• **Stated exercise 1**
Translate this sentence from the article below on comparing public opinion across countries into Spanish: "The most widely used term to describe this interpersonal incomparability is differential item functioning (DIF)."
• **Stated exercise 2**
According to the article below on comparing public opinion across countries, in how many countries does Morning Consult conduct daily brand tracking surveys?
• **Stated exercise 3**
Resume the article below on comparing public opinion across countries, starting right after its last sentence.

How the scale and speed of Morning Consult's tracking surveys differentiate our approach to country comparison
May 03, 2023 at 9:00 am UTC

The challenge with comparing public opinion data across countries

Morning Consult conducts daily brand tracking surveys in more than forty countries in addition to running hundreds of custom surveys in many more countries. We of course, then, want to be able to compare public opinion data across countries. Given the questions may be the same in some tracking surveys, one might think this is a straightforward task: compare the means or distributions of opinions on a question of people living in one country to those living in another. One would be wrong. Differences in culture, norms, and institutional contexts can lead people to understand and respond to identical questions in different ways (Brady 1985).

For reasons unrelated to the survey or question at hand, survey respondents in some countries will strongly tend toward agreement in Likert scale questions, for example, while others toward disagreement. Similarly, intangible concepts like ‘democracy’ and ‘political efficacy’ might elicit different reactions in different countries given heterogeneous understandings of what the concepts mean (Sen 2002, King et al. 2004). The most widely used term to describe this interpersonal incomparability is differential item functioning (DIF). The result of DIF, of course, is measurement error that is correlated with fielding country and biased comparative estimates.

• **Available data**
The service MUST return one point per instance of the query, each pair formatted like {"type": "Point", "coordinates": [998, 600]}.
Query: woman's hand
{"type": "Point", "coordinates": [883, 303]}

• **Expected output 1**
El término más utilizado para describir esta incomparabilidad interpersonal es el funcionamiento diferencial de los ítems (DIF, por sus siglas en inglés).

• **Expected output 2**
More than forty countries.

• **Expected output 3**
How we have tried to mitigate differential item functioning

Half a century of scientific work has not been able to do away with DIF. More recently,  researchers have tried to use anchoring vignettes to measure differences in the standards respondents use when asked to evaluate themselves in survey questions. In this framework, survey respondents read several short vignettes, each of which describes a situation in which a greater or lesser degree of a concept is present. They then order the vignettes according to how much or little of the concept they believe is present in each and subsequently answer a question in which they place themselves on the same scale. Using vignette ratings, King et al. (2004), for example, uncovered Mexicans have much higher standards for what constitutes political efficacy than do the Chinese, resolving the puzzle of why Chinese respondents, who live in an autocracy, report higher levels of efficacy than Mexicans, who live in a democracy.

Leveraging anchoring vignettes

Morning Consult’s Research Science department set out to replicate King et al.’s study across three countries using our own surveys to explore whether it was possible to leverage the rescaling factor anchoring vignettes offer to reweight the daily tracking survey we field in 40+ countries. Specifically, we wanted to know whether we could use the vignette approach to not only render responses to a single question comparable across countries, but also all questions in our daily tracking surveys in one shot.

We fielded a survey replicating King et al.’s design in the US, India and Germany and estimated a between-country difference factor using a Compound Hierarchical Probit (CHOPIT) model, where self-placement questions were regressed on vignette evaluations, certain individual-level sociodemographic characteristics and country indicators. Based on this model, we predicted individual respondents’ probabilities of being in each of the five self-placement categories for each question and recoded respondents as belonging to the category to which they had the highest probability of belonging.

We wanted to experiment using the proportions on this recategorized variable as possible targets for the original, non-vignette-adjusted proportions in constructing new raking weights. While our existing weighting approach rakes to demographic targets usually provided by government Census or statistical offices, we hoped raking opinion to CHOPIT-rescaled versions of those questions would help us eliminate DIF from our surveys.

Outcomes and limitations

Unfortunately, this approach failed for a variety of reasons. To begin with, it was not immediately clear or necessarily testable how many anchoring vignettes were necessary to correct an entire survey, and we quickly observed violations of assumptions about how people perceived the vignettes implemented as being ordered.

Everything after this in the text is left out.